**Required work**
- A) Please copy from the passage on spine dynamics word for word, beginning at "Furthermore, whether or" and ending after "training (Fig. 8G).".
- B) List every figure panel or figure that the passage on spine dynamics cites, in the order they first appear.
- C) Continue the passage on spine dynamics from its final sentence.

**Page extract**
Experimental prediction
In the developmental stage, both axon guidance(Munz et al., 2014) and dendritic extension(Matsui et al., 2013) show Hebbian-type activity dependence, but in the adult cortex, both axons and dendrites seldom change their structures(Holtmaat and Svoboda, 2009). Thus, although recent experimental results suggest some activity dependence for spine creation(Knott et al., 2006)(Yang et al., 2014), it is still unclear to what extent spine creation depends on the activity of presynaptic and postsynaptic neurons. Our model indicates that in terms of performance, spine creation should fully depend on both presynaptic and postsynaptic activity (Fig. 6I). However, we also showed that it is possible to replicate a wide range of experimental results on spine dynamics without activity-dependent spine creation (Fig. 8).
Furthermore, whether or not spine survival rate increases through training is controversial(Yang et al., 2009)(Xu et al., 2009). Our model predicts that the stability of new spines highly depends on the similarity between the new task and control behavior (Fig. 8F). When the similarity is low, new spines created in the new task are expected to be more stable than those created in the control case, because the synaptic connection structure would need to be reorganized. By contrast, when the similarity is high, the stability of the new spines would be comparable to that of the control. In addition, our model replicates the effect of varying training duration on spine stability(Yang et al., 2009). When training was rapidly terminated, newly formed spines became less stable than those undergoing continuous training (Fig. 8G).

**Study material**

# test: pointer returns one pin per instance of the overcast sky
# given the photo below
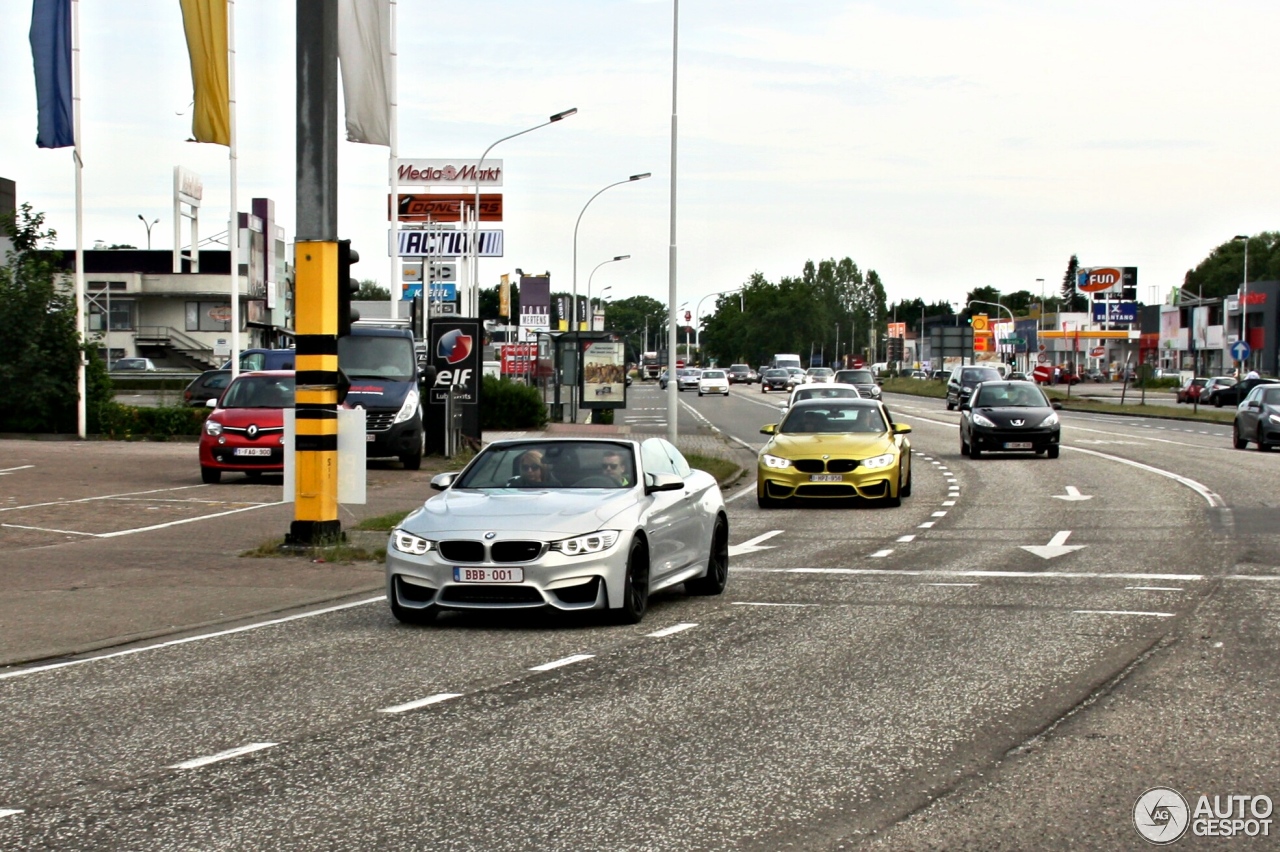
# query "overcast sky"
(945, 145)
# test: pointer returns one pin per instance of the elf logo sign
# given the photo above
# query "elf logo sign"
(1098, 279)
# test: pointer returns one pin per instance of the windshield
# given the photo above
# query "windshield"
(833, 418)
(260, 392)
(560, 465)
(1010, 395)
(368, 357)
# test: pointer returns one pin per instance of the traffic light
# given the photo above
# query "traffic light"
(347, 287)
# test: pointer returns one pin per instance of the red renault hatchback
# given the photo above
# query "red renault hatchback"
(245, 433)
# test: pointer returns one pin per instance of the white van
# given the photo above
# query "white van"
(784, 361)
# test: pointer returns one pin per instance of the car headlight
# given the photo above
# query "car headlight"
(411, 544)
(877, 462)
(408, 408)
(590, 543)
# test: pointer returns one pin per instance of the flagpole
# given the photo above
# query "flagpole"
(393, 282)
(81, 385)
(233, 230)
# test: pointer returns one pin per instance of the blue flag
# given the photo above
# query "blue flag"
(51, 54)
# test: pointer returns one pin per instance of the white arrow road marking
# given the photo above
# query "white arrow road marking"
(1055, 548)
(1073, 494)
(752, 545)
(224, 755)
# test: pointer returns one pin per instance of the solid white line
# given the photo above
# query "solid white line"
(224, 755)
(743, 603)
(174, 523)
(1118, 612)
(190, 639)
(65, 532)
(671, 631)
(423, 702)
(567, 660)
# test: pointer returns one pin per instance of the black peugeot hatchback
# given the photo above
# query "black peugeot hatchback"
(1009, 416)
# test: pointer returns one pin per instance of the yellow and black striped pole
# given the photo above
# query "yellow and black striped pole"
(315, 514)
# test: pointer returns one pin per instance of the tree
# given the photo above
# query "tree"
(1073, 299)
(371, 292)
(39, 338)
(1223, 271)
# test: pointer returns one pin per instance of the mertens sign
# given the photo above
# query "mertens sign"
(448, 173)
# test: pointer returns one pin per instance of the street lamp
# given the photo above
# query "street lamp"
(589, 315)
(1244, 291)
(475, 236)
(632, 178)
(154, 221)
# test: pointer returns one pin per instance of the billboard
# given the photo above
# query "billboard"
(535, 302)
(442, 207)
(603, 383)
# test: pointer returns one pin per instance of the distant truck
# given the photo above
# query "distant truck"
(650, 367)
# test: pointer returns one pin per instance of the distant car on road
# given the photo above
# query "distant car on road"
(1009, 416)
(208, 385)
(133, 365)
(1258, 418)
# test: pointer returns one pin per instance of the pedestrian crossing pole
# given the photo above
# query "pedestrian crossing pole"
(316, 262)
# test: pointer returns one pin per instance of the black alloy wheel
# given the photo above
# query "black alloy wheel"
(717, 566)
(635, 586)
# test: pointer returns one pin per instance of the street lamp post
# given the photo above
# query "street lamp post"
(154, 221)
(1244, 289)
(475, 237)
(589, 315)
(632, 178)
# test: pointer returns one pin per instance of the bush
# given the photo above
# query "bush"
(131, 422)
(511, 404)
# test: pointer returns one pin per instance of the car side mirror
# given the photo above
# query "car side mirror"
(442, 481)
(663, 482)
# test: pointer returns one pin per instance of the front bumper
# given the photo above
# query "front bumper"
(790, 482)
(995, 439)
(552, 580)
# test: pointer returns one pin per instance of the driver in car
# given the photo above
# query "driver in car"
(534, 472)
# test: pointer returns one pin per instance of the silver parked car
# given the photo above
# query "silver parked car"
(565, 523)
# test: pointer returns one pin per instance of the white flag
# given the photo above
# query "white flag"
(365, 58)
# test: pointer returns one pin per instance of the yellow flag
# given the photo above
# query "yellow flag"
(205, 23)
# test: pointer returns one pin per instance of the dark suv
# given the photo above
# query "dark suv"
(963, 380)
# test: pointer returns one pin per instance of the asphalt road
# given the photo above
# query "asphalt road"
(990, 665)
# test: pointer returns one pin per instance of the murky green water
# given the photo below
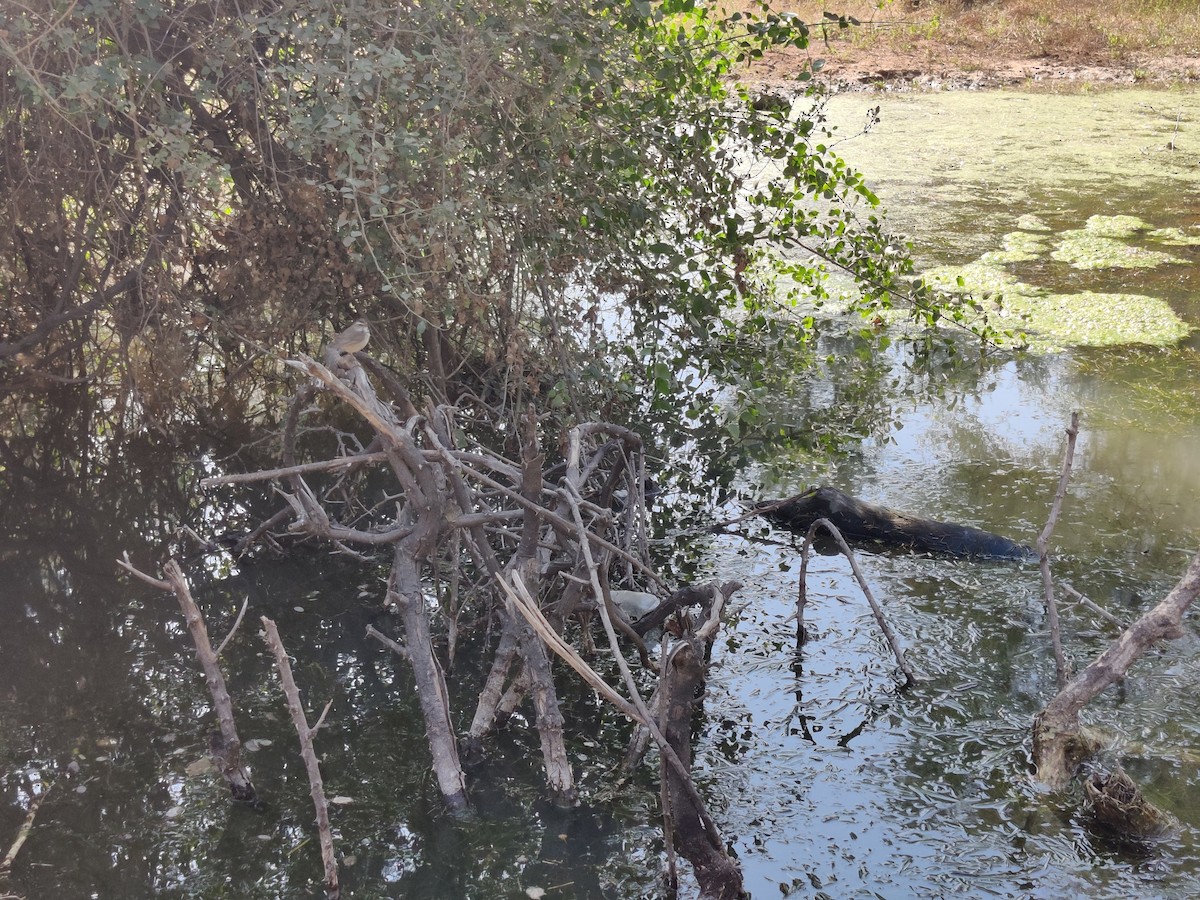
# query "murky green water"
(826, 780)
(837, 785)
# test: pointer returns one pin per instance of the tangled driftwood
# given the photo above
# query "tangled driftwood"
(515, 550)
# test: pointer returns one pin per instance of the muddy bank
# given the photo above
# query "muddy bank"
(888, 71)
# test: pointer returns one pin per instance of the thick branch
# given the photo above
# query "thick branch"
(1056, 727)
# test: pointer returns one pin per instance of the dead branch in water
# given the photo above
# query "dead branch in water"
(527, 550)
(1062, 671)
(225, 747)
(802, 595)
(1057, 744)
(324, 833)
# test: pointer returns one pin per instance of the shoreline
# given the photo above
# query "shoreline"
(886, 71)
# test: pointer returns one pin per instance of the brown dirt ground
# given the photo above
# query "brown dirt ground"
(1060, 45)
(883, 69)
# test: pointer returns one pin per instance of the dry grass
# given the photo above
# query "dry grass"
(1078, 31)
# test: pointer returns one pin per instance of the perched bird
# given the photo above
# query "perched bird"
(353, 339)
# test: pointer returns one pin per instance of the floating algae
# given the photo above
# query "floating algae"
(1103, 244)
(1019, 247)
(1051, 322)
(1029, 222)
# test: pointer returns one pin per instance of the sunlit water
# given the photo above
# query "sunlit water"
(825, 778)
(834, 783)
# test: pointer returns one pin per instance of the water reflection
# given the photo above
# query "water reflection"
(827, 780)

...

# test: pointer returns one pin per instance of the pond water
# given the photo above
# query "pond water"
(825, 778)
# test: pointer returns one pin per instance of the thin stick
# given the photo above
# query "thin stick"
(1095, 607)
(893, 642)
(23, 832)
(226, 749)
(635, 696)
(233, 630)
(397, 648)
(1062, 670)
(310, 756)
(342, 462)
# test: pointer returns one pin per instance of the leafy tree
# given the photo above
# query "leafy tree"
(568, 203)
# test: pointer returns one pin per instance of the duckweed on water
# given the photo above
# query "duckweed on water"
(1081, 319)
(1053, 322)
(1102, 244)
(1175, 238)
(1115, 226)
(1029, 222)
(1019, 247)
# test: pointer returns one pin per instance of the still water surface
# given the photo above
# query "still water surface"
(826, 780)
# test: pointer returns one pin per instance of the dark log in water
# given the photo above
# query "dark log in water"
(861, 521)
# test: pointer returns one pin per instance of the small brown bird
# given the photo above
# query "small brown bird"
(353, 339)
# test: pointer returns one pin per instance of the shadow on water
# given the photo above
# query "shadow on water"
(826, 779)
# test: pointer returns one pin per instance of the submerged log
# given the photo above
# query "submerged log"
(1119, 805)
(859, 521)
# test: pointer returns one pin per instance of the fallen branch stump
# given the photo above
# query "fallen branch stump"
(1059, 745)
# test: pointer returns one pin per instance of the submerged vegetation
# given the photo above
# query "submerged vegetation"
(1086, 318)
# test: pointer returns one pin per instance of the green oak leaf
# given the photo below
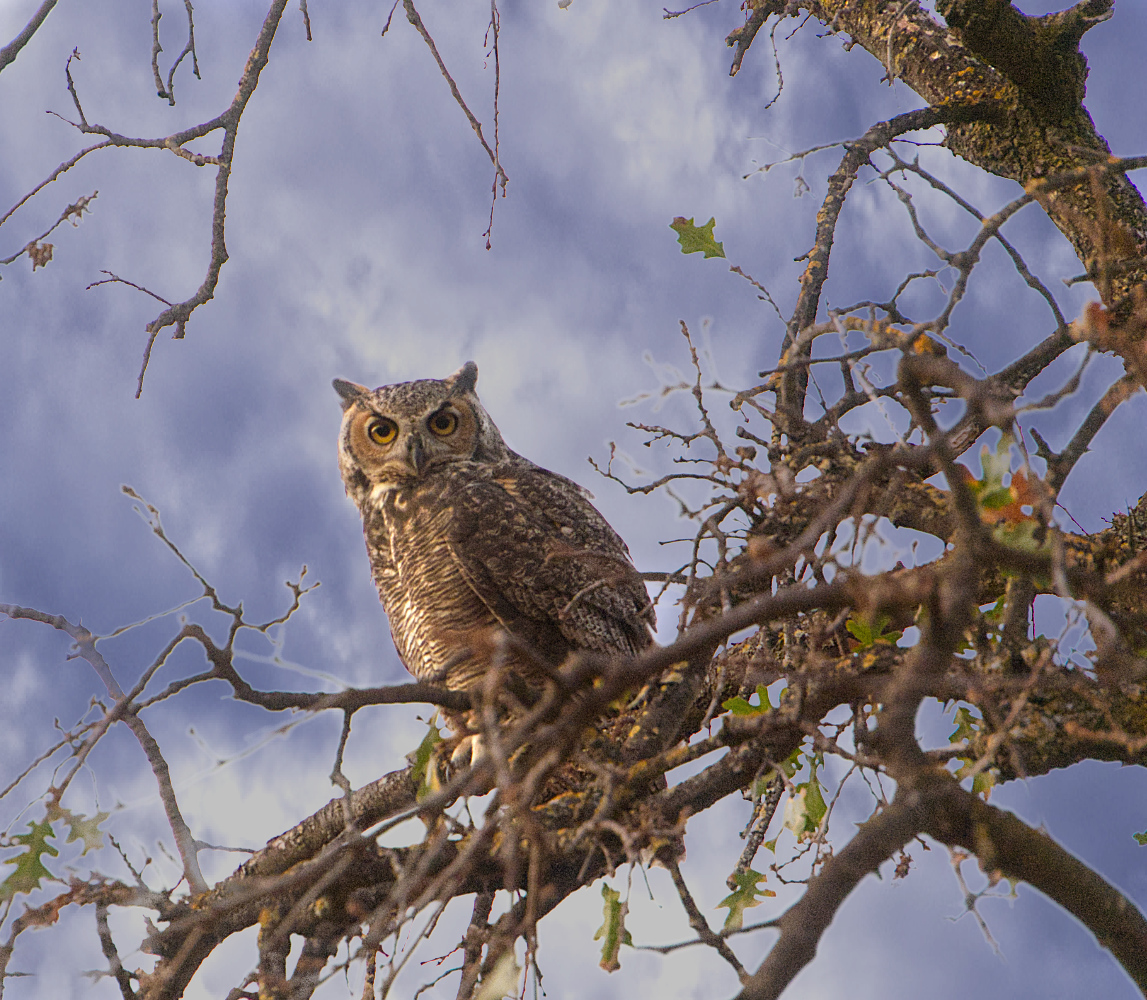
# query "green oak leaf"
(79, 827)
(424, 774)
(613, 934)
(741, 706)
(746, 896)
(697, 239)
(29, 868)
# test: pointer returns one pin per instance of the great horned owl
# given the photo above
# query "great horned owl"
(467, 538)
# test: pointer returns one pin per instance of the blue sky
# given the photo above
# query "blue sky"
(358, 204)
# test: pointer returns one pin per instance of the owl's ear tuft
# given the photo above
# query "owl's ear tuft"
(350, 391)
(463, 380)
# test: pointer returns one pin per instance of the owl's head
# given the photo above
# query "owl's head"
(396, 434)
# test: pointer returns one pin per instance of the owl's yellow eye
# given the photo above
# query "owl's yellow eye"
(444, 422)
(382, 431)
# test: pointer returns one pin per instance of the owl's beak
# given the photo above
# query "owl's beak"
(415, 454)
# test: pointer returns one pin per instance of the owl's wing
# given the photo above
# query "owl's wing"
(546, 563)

==

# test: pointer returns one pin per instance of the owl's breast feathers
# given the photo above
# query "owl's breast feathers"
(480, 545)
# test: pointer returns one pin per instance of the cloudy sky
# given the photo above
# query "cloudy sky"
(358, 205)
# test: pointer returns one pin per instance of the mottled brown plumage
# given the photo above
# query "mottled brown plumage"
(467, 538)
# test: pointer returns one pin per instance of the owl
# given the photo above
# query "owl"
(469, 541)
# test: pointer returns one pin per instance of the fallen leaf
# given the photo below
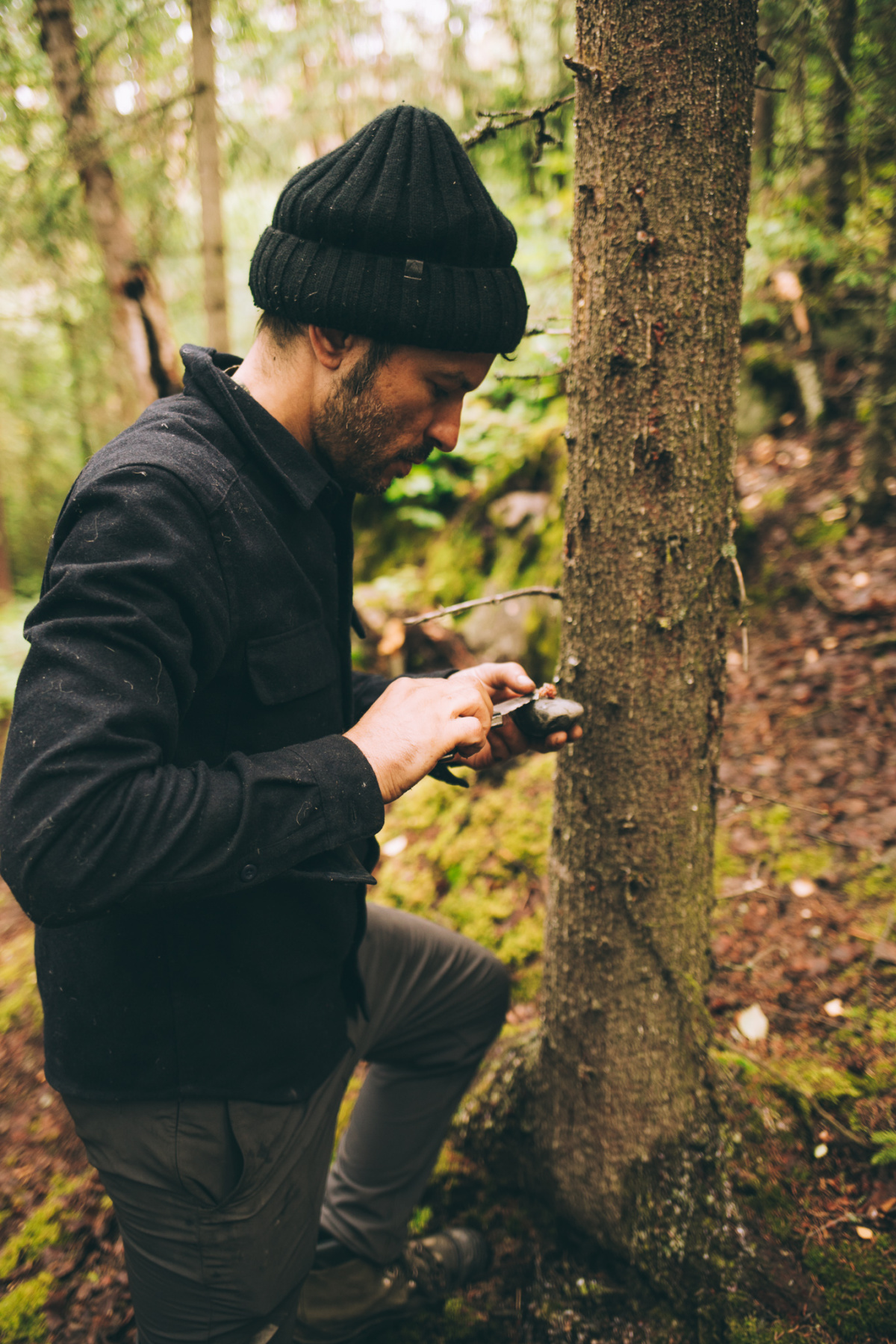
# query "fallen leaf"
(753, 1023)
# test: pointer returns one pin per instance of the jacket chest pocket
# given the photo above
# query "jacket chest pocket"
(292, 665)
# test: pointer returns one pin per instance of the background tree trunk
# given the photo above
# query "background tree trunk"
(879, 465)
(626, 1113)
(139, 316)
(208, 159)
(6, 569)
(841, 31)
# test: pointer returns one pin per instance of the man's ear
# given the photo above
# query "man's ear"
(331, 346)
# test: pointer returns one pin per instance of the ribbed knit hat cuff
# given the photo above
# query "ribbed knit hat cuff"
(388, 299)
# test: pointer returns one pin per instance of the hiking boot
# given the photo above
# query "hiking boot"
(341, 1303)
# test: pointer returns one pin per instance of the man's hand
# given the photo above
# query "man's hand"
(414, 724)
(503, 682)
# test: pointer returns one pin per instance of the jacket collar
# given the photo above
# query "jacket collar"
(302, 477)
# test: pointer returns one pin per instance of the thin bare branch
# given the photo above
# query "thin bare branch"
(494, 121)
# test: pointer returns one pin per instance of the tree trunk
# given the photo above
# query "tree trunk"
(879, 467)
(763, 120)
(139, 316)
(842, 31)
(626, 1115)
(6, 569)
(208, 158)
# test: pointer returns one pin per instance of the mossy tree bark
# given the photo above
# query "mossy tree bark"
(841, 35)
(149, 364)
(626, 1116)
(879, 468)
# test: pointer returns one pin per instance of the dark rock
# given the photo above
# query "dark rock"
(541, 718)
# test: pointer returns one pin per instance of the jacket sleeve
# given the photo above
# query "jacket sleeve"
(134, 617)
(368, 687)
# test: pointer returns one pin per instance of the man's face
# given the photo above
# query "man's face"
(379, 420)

**Per-task answers**
- A)
Furthermore, whether or not spine survival rate increases through training is controversial(Yang et al., 2009)(Xu et al., 2009). Our model predicts that the stability of new spines highly depends on the similarity between the new task and control behavior (Fig. 8F). When the similarity is low, new spines created in the new task are expected to be more stable than those created in the control case, because the synaptic connection structure would need to be reorganized. By contrast, when the similarity is high, the stability of the new spines would be comparable to that of the control. In addition, our model replicates the effect of varying training duration on spine stability(Yang et al., 2009). When training was rapidly terminated, newly formed spines became less stable than those undergoing continuous training (Fig. 8G).

- B)
Fig. 6I
Fig. 8
Fig. 8F
Fig. 8G

- C)
Related studies
Previous theoretical studies revealed candidate rules for spine creation and elimination(Deger et al., 2012)(Zheng et al., 2013)(Fauth et al., 2015), yet their functional benefits were not fully clarified in those studies. Some modeling studies considered the functional implications of synaptic rewiring (Poirazi and Mel, 2001) or optimality in regard to benefit and wiring cost (Chen et al., 2006), but the functional significance of synaptic plasticity and the variability of EPSP size were not considered in those models. In comparison, our study revealed functional roles of wiring plasticity that cooperates with synaptic weight plasticity and obeys local unsupervised rewiring rules. In addition, we extended the previous results on single-spine information storage and synaptic noise (Varshney et al., 2006) into a network, and provided a comparison with experimental results (Fig. 2E).
Previous studies on associative memory models found the cut-off coding as the optimal strategy for maximizing the information capacity per synapse (Chechik et al., 1998)(Knoblauch et al., 2010). Our results suggest that the above result is the outcome of the tight positive correlation between the information gain and synaptic weight in associative memory systems, and not generally applicable to other paradigms (Fig. 3BC). In addition, although cut-off strategy did not yield biologically plausible synaptic weight distributions in our task setting (Fig. 3A right), in perceptron-based models, this unrealistic situation can be avoided by tuning the threshold of neural dynamics (Brunel et al., 2004)(Sacramento et al., 2015). Especially, cut-off strategy may provide a good approximation for developmental wiring plasticity(Ko et al., 2013), though the algorithm is not fully consistent with wiring plasticity in the adult animals.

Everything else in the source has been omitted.